== DATASET CONTENT
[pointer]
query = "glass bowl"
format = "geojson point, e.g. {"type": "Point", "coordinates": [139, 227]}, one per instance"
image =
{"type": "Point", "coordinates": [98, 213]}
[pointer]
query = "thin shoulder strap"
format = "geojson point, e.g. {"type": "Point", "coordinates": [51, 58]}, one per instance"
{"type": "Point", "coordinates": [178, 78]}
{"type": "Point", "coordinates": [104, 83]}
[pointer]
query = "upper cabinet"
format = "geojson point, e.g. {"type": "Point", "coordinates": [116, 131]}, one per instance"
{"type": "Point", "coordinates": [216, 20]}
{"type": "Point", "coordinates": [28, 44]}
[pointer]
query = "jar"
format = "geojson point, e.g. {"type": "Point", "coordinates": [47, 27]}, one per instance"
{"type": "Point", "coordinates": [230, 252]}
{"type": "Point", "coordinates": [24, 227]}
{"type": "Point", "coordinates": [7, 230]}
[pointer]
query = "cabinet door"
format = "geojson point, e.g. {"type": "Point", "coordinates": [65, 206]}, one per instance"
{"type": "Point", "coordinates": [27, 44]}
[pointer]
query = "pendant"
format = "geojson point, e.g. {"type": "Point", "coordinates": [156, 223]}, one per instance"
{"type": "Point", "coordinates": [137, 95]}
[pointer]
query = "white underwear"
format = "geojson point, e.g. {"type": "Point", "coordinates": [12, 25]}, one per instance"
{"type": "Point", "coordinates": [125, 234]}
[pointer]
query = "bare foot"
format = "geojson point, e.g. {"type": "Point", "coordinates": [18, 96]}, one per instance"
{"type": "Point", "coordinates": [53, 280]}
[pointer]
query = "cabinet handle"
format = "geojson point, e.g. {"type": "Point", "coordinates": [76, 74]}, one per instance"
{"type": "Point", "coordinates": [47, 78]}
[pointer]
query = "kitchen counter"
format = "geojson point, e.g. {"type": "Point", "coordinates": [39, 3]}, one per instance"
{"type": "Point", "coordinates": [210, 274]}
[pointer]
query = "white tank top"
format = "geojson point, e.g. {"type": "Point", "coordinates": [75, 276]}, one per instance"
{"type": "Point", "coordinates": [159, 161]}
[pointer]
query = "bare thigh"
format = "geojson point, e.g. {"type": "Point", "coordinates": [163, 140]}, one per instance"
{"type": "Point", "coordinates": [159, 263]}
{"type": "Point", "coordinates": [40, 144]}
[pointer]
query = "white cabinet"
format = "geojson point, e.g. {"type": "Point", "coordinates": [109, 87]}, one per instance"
====
● ACTIVITY
Each record is to be restated word for word.

● TASK RESULT
[pointer]
query = "glass bowl"
format = "geojson point, e.g. {"type": "Point", "coordinates": [139, 227]}, one per instance"
image =
{"type": "Point", "coordinates": [98, 213]}
[pointer]
query = "thin shoulder strap"
format = "geojson point, e.g. {"type": "Point", "coordinates": [51, 58]}, one per instance"
{"type": "Point", "coordinates": [178, 78]}
{"type": "Point", "coordinates": [104, 83]}
[pointer]
query = "upper cabinet"
format = "geojson point, e.g. {"type": "Point", "coordinates": [116, 131]}, one per instance"
{"type": "Point", "coordinates": [216, 20]}
{"type": "Point", "coordinates": [28, 44]}
[pointer]
query = "jar"
format = "geojson point, e.g. {"type": "Point", "coordinates": [47, 27]}, one per instance"
{"type": "Point", "coordinates": [230, 252]}
{"type": "Point", "coordinates": [24, 227]}
{"type": "Point", "coordinates": [7, 230]}
[pointer]
query = "cabinet door"
format = "geojson point, e.g. {"type": "Point", "coordinates": [65, 206]}, one per instance"
{"type": "Point", "coordinates": [27, 44]}
[pointer]
query = "pendant"
format = "geojson point, e.g. {"type": "Point", "coordinates": [156, 223]}, one per instance"
{"type": "Point", "coordinates": [137, 95]}
[pointer]
query = "white underwear"
format = "geojson point, e.g. {"type": "Point", "coordinates": [12, 25]}, one per instance"
{"type": "Point", "coordinates": [125, 234]}
[pointer]
query = "bare foot"
format = "geojson point, e.g. {"type": "Point", "coordinates": [18, 96]}, one per instance"
{"type": "Point", "coordinates": [53, 280]}
[pointer]
query = "cabinet handle"
format = "geojson point, e.g. {"type": "Point", "coordinates": [76, 74]}, one per instance"
{"type": "Point", "coordinates": [47, 78]}
[pointer]
query = "kitchen counter"
format = "geojson point, e.g. {"type": "Point", "coordinates": [39, 3]}, one per instance"
{"type": "Point", "coordinates": [210, 274]}
[pointer]
query = "white tank top"
format = "geojson point, e.g. {"type": "Point", "coordinates": [75, 276]}, one per instance"
{"type": "Point", "coordinates": [159, 161]}
[pointer]
query = "bare thigh"
format = "geojson point, e.g. {"type": "Point", "coordinates": [163, 140]}, one per instance"
{"type": "Point", "coordinates": [159, 263]}
{"type": "Point", "coordinates": [40, 144]}
[pointer]
query = "white cabinet"
format = "geojson point, e.g. {"type": "Point", "coordinates": [109, 87]}, one per instance"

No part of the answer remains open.